>>>>

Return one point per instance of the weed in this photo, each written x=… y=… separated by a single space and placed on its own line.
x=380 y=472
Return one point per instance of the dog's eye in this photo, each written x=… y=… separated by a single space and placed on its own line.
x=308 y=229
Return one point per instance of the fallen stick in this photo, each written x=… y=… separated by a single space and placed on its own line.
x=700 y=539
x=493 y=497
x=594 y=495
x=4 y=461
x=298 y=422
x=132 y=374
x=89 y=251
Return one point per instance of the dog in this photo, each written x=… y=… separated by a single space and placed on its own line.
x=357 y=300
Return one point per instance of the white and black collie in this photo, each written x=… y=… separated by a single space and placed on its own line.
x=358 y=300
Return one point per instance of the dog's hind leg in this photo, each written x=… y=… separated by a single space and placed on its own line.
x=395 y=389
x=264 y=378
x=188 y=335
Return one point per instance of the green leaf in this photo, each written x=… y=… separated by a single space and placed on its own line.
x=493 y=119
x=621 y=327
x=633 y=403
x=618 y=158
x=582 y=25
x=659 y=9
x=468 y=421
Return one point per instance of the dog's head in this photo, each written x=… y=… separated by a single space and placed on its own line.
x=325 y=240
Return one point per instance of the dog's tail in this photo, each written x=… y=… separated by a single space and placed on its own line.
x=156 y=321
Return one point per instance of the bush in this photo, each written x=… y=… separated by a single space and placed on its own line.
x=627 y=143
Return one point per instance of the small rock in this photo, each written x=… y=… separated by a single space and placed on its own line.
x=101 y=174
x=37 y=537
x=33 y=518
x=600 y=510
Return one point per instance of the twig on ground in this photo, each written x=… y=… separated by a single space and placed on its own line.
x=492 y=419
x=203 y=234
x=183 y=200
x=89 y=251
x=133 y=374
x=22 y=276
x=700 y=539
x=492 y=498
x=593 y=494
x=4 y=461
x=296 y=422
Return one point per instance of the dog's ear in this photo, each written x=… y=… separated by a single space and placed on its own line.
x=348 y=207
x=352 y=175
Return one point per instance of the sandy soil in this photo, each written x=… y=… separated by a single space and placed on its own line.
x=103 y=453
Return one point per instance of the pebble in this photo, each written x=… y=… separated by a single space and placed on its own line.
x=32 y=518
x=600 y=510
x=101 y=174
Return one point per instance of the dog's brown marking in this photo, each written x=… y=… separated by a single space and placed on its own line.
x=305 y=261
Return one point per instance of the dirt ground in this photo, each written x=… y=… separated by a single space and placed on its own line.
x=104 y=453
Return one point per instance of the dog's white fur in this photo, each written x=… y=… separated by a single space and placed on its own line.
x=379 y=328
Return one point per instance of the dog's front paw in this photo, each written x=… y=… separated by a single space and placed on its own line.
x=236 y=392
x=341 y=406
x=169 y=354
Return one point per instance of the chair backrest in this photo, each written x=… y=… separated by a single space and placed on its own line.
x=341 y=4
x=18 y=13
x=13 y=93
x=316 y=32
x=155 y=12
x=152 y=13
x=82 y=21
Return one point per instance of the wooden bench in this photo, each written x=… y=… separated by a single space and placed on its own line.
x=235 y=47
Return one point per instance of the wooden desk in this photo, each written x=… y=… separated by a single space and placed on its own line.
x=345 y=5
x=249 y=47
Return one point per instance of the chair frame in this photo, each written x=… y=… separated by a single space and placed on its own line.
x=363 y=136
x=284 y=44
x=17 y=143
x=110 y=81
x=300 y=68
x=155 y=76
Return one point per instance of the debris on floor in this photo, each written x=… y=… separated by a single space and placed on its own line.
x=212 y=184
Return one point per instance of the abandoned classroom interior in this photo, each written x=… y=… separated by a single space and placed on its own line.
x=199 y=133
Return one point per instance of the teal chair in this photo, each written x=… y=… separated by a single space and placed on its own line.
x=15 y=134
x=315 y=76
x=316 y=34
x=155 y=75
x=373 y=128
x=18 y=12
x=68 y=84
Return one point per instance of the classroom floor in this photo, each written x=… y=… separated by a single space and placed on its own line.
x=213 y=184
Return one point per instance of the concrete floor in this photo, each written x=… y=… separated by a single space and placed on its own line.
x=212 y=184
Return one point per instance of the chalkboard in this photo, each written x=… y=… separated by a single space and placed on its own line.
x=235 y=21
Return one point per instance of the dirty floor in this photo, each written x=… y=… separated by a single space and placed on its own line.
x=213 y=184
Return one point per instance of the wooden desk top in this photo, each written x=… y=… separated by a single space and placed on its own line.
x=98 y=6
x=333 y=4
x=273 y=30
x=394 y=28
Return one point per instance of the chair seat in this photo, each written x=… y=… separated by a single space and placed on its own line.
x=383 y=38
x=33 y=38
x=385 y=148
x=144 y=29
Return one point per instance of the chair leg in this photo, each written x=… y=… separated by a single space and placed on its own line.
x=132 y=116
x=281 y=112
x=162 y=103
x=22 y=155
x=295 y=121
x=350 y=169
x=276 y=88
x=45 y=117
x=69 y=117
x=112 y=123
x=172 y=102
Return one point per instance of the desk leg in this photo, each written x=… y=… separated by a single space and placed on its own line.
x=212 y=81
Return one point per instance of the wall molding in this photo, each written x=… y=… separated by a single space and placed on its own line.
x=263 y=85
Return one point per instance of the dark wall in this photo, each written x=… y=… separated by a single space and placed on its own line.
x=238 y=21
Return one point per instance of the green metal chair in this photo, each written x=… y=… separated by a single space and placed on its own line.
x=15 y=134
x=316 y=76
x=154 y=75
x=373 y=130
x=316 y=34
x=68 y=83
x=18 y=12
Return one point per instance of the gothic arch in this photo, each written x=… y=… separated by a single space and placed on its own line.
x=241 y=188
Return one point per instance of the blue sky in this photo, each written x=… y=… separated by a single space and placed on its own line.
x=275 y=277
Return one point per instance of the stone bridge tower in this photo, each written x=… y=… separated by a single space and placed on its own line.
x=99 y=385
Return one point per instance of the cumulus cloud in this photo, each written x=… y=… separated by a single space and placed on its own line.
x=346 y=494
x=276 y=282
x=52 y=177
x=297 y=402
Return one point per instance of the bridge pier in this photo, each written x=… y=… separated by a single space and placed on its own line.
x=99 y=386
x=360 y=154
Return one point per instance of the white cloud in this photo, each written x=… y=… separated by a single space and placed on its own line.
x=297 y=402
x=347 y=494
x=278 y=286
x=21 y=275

<<<<

Exercise:
Each line above should be duplicated without any alteration.

Written response:
Return one point per instance of the weed in this photo, each written x=… y=… separated by a single space and placed on its own line.
x=380 y=472
Return one point per instance of the dog's eye in this photo, each written x=… y=… separated by a single space and placed on its own line.
x=308 y=229
Return one point per instance of the fallen stick in this photo, each written x=… y=… separated by a single space and placed on its own line.
x=700 y=539
x=493 y=497
x=594 y=495
x=4 y=461
x=298 y=422
x=132 y=374
x=89 y=251
Return one point per instance of the dog in this photo, each written x=… y=… separated by a single space and placed on its own line.
x=357 y=300
Return one point per instance of the white and black collie in this photo, each written x=… y=… separated by a single space and placed on its own line.
x=358 y=300
Return one point per instance of the dog's hind leg in this photo, each written x=… y=… separated by a single space and placed on its own line.
x=395 y=389
x=264 y=378
x=188 y=335
Return one point per instance of the green leaf in this photo, each written x=… y=… separated by a single space and placed on its own line.
x=493 y=119
x=621 y=327
x=633 y=403
x=618 y=158
x=582 y=25
x=659 y=9
x=468 y=421
Return one point per instance of the dog's head in this photo, each written x=… y=… separated by a single space and placed on its own line.
x=325 y=240
Return one point per instance of the dog's tail in this photo, each written x=… y=… separated by a single space and placed on its own line.
x=156 y=321
Return one point per instance of the bush in this photo, each written x=… y=… separated by a single space and placed on its own line.
x=627 y=143
Return one point per instance of the small rock in this photo, each written x=… y=… separated by a single space and placed on its own line.
x=101 y=174
x=37 y=537
x=33 y=518
x=600 y=510
Return one point per instance of the twig on ground in this photo, each written x=… y=… separated by a single space and placed on its own line.
x=492 y=419
x=203 y=234
x=183 y=200
x=89 y=251
x=133 y=374
x=22 y=276
x=700 y=539
x=492 y=498
x=593 y=494
x=4 y=461
x=296 y=422
Return one point per instance of the dog's ear in this photo, each written x=… y=… separated by a single space and placed on its own line.
x=348 y=207
x=352 y=175
Return one point per instance of the sandy soil in this photo, each written x=… y=… separated by a single space and placed on its own line.
x=103 y=453
Return one point per instance of the pebble in this photo, each written x=… y=… separated by a single space and placed on its own line.
x=32 y=518
x=600 y=510
x=101 y=174
Return one point per instance of the dog's brown marking in this photo, each written x=… y=… separated by a single space and placed on its own line.
x=305 y=261
Return one point per instance of the dirt ground in this photo, each written x=… y=… separated by a single space and placed on its own line.
x=104 y=453
Return one point per instance of the dog's white fur in this photo, each written x=… y=… separated by a single space and placed on its own line.
x=379 y=328
Return one point per instance of the dog's front paw in this photo, each written x=… y=… separated by a single space and placed on its own line.
x=236 y=392
x=341 y=406
x=169 y=354
Return one point per instance of the chair backrest in this photo, each written x=… y=… separated by a single space and placed on its own line.
x=341 y=4
x=18 y=13
x=13 y=93
x=316 y=32
x=155 y=12
x=152 y=13
x=82 y=21
Return one point per instance of the wooden bench in this photo, each written x=… y=… separated by a single space and placed on its own line.
x=235 y=47
Return one point per instance of the wooden desk in this photo, each written x=… y=… separated by a single space and placed on its own line.
x=345 y=5
x=249 y=47
Return one point per instance of the chair frame in this photo, each written x=… y=… separated by a single space and placed on its own line.
x=363 y=136
x=284 y=44
x=17 y=143
x=110 y=81
x=300 y=68
x=155 y=76
Return one point per instance of the debris on floor in this photo, each written x=… y=… separated by a single space and placed on its own line.
x=212 y=184
Return one point per instance of the abandoned classroom interior in this photo, each written x=… y=… separated by a single space and placed on its own line.
x=199 y=133
Return one point per instance of the teal chair in this photo, each written x=… y=… separated by a single space and placed on its own line.
x=15 y=134
x=315 y=76
x=316 y=34
x=155 y=75
x=373 y=128
x=18 y=12
x=68 y=84
Return one point per instance of the classroom floor in this photo, each written x=… y=… separated by a single space and placed on its own line.
x=213 y=184
Return one point per instance of the concrete floor in this photo, each written x=… y=… separated by a single space and placed on its own line.
x=212 y=184
Return one point per instance of the chalkboard in this photo, each written x=… y=… separated by a single space and placed on its own line.
x=235 y=21
Return one point per instance of the dirty floor in this photo, each written x=… y=… separated by a single space and placed on its own line.
x=213 y=184
Return one point per instance of the wooden desk top in this photo, each written x=… y=… separated by a single space and placed on its own line.
x=98 y=6
x=333 y=4
x=273 y=30
x=394 y=28
Return one point per instance of the chair seat in this photo, each written x=… y=… separated by a single space and placed on its own line.
x=383 y=38
x=33 y=38
x=385 y=148
x=144 y=29
Return one point per instance of the chair leg in this photo, each written x=… y=… separated by a single space and placed on its own line.
x=132 y=116
x=281 y=112
x=162 y=103
x=22 y=155
x=295 y=121
x=350 y=169
x=276 y=88
x=45 y=117
x=69 y=117
x=112 y=123
x=172 y=102
Return one point per instance of the desk leg in this photo, each written x=… y=… separated by a single space and placed on its own line.
x=212 y=81
Return one point per instance of the wall molding in this photo, each written x=… y=… separated by a single space and placed on its own line.
x=263 y=85
Return one point per instance of the dark wall in this photo, each written x=… y=… separated by a single space and placed on its own line.
x=238 y=21
Return one point per instance of the green metal chair in this photo, each written x=… y=… separated by a single space and placed on its own line.
x=15 y=134
x=316 y=76
x=154 y=75
x=373 y=130
x=316 y=34
x=68 y=83
x=18 y=12
Return one point per instance of the gothic arch in this photo, each written x=… y=… separated by a single space and placed on its own line.
x=241 y=188
Return one point per instance of the blue sky in this photo, each written x=… y=… separated by a single space and placed on its own line.
x=275 y=277
Return one point per instance of the stone bridge tower in this photo, each written x=… y=… separated by a single space and placed on its own line.
x=99 y=385
Return one point per instance of the cumulus cloud in this photo, each written x=… y=… separated by a single space and placed on its own line.
x=346 y=494
x=276 y=282
x=52 y=177
x=297 y=402
Return one point per instance of the bridge pier in this photo, each written x=… y=… separated by a single space and placed on its own line.
x=99 y=386
x=360 y=154
Return one point per instance of the white cloud in this photo, each written x=… y=… separated by a single space and placed on its own line.
x=297 y=402
x=347 y=494
x=278 y=286
x=21 y=275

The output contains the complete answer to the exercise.